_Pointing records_
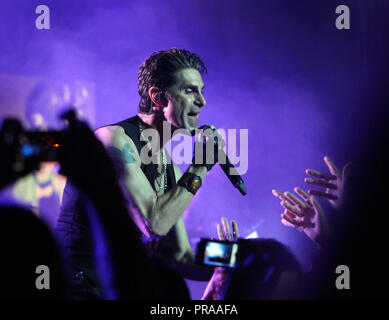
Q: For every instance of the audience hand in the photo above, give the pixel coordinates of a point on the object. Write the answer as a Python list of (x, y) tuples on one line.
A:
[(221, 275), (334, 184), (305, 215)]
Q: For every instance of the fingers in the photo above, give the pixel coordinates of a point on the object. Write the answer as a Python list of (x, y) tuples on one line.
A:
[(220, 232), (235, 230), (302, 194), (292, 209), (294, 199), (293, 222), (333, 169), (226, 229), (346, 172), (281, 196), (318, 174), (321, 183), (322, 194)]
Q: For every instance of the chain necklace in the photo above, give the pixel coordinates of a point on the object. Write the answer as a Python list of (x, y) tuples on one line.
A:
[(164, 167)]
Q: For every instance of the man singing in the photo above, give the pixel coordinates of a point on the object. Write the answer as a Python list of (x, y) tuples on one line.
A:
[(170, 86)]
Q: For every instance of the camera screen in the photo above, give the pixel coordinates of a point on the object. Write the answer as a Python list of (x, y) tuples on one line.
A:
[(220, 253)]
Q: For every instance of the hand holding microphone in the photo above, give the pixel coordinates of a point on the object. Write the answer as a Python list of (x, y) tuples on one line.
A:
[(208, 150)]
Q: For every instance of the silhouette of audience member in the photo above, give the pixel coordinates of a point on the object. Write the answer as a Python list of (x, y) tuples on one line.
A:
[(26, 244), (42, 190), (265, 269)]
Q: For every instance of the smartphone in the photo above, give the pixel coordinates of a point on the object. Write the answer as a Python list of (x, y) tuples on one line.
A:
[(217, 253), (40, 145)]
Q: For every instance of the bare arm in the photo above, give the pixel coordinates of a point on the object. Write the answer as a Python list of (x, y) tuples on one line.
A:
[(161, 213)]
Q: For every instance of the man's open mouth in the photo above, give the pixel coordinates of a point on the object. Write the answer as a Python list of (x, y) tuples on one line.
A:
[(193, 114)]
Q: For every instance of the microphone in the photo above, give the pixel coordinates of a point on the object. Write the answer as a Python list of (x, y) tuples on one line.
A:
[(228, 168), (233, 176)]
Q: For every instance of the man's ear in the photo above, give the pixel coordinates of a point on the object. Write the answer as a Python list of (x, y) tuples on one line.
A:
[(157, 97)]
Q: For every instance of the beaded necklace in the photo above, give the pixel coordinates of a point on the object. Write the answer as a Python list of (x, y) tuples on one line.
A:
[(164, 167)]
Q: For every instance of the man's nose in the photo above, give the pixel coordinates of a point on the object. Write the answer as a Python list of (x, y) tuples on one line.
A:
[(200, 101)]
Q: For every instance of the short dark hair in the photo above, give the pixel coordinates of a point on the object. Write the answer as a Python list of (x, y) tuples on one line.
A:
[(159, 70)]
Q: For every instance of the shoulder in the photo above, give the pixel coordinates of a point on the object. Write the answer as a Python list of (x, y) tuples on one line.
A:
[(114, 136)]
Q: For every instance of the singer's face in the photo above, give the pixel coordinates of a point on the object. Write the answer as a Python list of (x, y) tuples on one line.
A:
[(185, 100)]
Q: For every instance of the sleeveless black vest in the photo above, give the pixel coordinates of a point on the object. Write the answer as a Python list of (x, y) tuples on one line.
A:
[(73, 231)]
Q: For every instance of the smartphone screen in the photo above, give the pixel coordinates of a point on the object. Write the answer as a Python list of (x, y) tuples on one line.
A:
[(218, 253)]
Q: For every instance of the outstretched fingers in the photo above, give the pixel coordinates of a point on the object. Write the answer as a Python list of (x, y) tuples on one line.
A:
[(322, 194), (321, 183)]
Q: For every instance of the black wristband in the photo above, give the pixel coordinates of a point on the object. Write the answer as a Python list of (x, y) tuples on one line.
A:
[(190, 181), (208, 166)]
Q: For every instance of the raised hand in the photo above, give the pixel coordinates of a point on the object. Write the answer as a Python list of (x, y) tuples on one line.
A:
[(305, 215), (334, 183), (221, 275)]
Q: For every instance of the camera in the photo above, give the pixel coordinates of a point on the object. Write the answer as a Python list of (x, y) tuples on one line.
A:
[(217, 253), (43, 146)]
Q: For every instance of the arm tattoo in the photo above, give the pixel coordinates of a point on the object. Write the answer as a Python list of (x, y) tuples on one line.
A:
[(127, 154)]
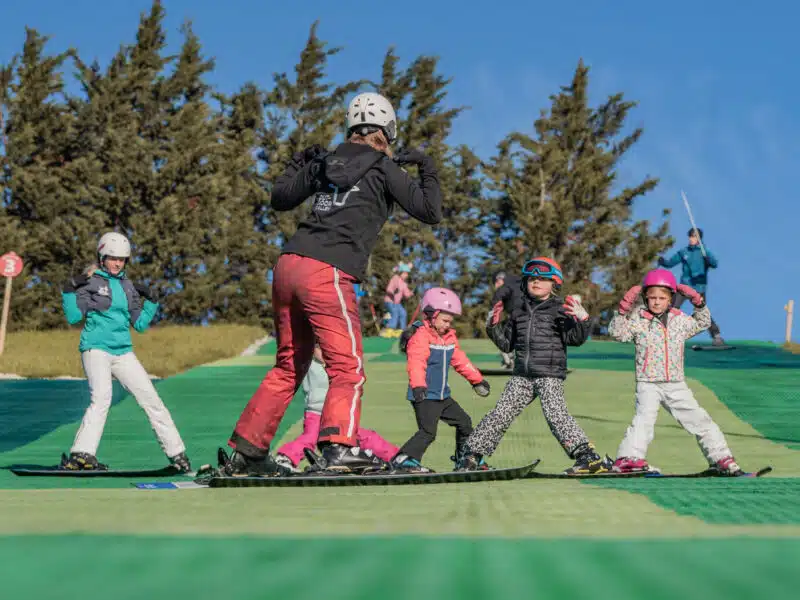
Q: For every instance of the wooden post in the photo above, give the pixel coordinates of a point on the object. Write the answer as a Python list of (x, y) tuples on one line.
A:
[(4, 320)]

_Task description_
Duplicate the lines from the one with "Q: For every instance of the smartphone in" to the one with "[(193, 114)]", both ends included, without changing anything.

_Solved exercise_
Q: For every instance of the smartphone in the photo above, give the pixel coordinates of a point on the object. Write the answer as a Python list of (x, y) tuples on one line.
A:
[(217, 253), (40, 145)]
Q: For every instance of the bare arm in the photo above, give the pixel coordinates of a point on the object. Write the answer as a Python list of (x, y) tuples on one line.
A:
[(161, 213)]
Q: For every instance of the man's open mouth in the photo above, give the pixel coordinates of a point on the object. Write the answer as a Python list of (x, y) tuples on one line.
A:
[(193, 114)]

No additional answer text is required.